━━━ Dokumen Sumber ━━━
Kemudian memasuki pintu utama rumah, pertentangan fengshui ternyata masih berlanjut karena ternyata pintu masuknya lurus berhadapan dengan pintu belakang yang menuju keluar. Bagian ini mungkin bisa dianggap tidak terlalu penting karena bila telah dilakukan renovasi penambahan ruang belakang maka pengaruh pintu belakang seolah bisa dianulir karena tidak serta merta menjadi pintu keluar. Namun jika keberadaan pintu tetap seperti ini masih saja memberikan pengaruh yang kurang baik karena posisi pintu yang saling berhadapan dan membentuk garis lurus sangat tidak dianjurkan oleh Fengshui.
Namun demikian pada rumah type 36 yang memiliki dua kamar ini, posisi penempatan pintu seperti itu masih terjadi dalam hal penataan pintu kamar,  Dua kamar memiliki pintu saling berahadapan sama persis, berdasarkan konsep fengshui hal seperti itu dipandang sebagai hal yang tidak menguntungkan, karena kedua penghuni kamar berpotensi tidak harmonis di dalam rumah. Sementara setiap keluarga pasti menginginkan keharmonisan dalam rumah bersama semua anggota keluarganya, karena rumah adalah, tempat yang diharapkan menjadi yang paling nyaman, tempat dimana setiap orang ingin bisa menjadi dirinya sendiri,dan tempat yang selalu dituju untuk pulang.
━━━
- [Tugas Diberikan 1]: Sebutkan semua gambaran tentang rumah yang dimuat dalam kalimat terakhir teks fengshui di atas.
- [Tugas Diberikan 2]: Tuliskan lanjutan teks tentang fengshui rumah type 36 di atas, dimulai sesudah kalimat terakhirnya.
Daftar yang menyusul tidak dipakai sama sekali.
━━━ Data Tercatat ━━━
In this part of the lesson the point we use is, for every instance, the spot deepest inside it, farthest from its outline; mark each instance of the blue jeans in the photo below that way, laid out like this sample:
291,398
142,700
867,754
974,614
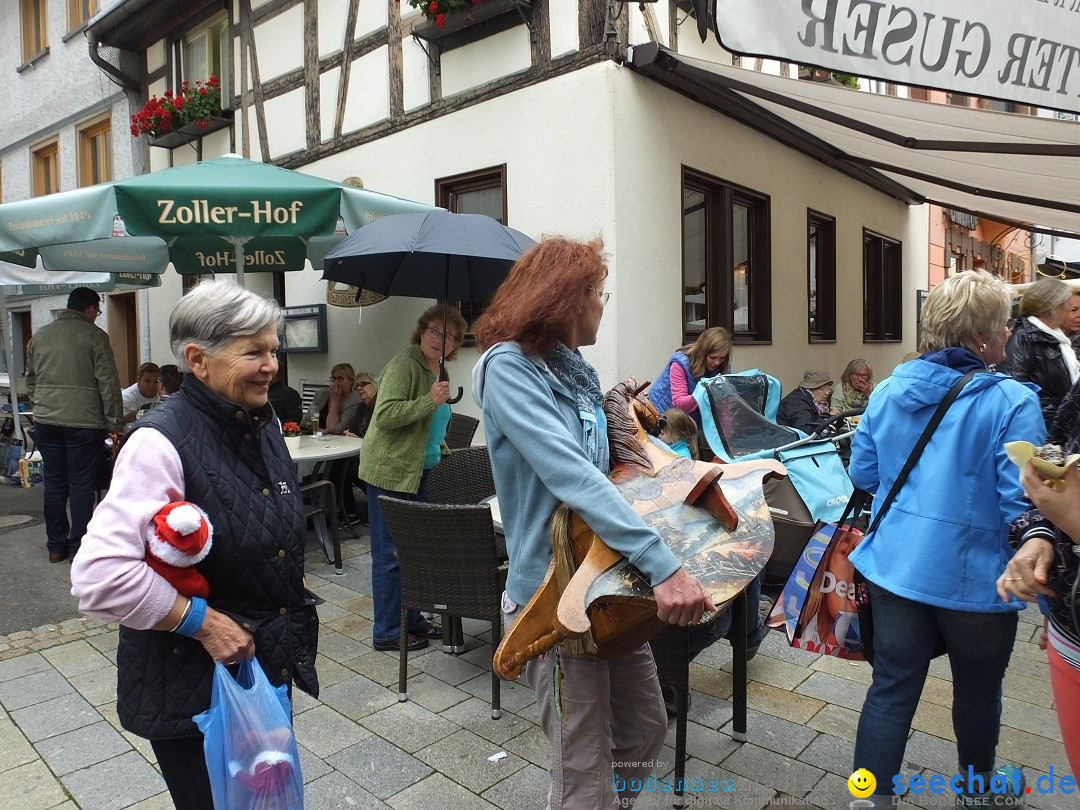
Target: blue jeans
━━━
- [Jawaban 1]:
- tempat yang diharapkan menjadi yang paling nyaman
- tempat di mana setiap orang ingin bisa menjadi dirinya sendiri
- tempat yang selalu dituju untuk pulang

- [Jawaban 2]:
Selanjutnya  penataan ruang kamar tidur dipisahkan oleh sebuah kamar mandi mungil dengan pintu kamar mandi menghadap ke ruangan utama. Lokasi kamar mandi yang demikian dianggap kurang menguntungkan bahkan bisa dipandang sebagai sesuatu yang justru merugikan, terlebih lagi bila lokasi kamar  mandi tersebut merupakan sudut yang menguntungkan bagi penghuni rumah, maka penempatan kamar mandi di tengah ruangan biasanya termasuk yang dihindari.  
Boleh jadi suatu proyek perumahan hanya suatu perpanjangan program yang lebih berorientasi pada pencapaian target quantitas belaka, Tapi setidaknya bila pembangunan ditangani dengan memperhatikan aspek-aspek fengshui sekurang-kurangnya bangunan yang dihasilkan tidak akan menjadi "gerbang hawa buruk " bagi penghuninya. Dengan layout kavling dan bangunan yang ada sesungguhnya bisa disiasati agar tidak terlalu tajam bertentangan dengan konsep keselarasan dan keharmonisan sebagaimana yang dianjurkan oleh fengshui.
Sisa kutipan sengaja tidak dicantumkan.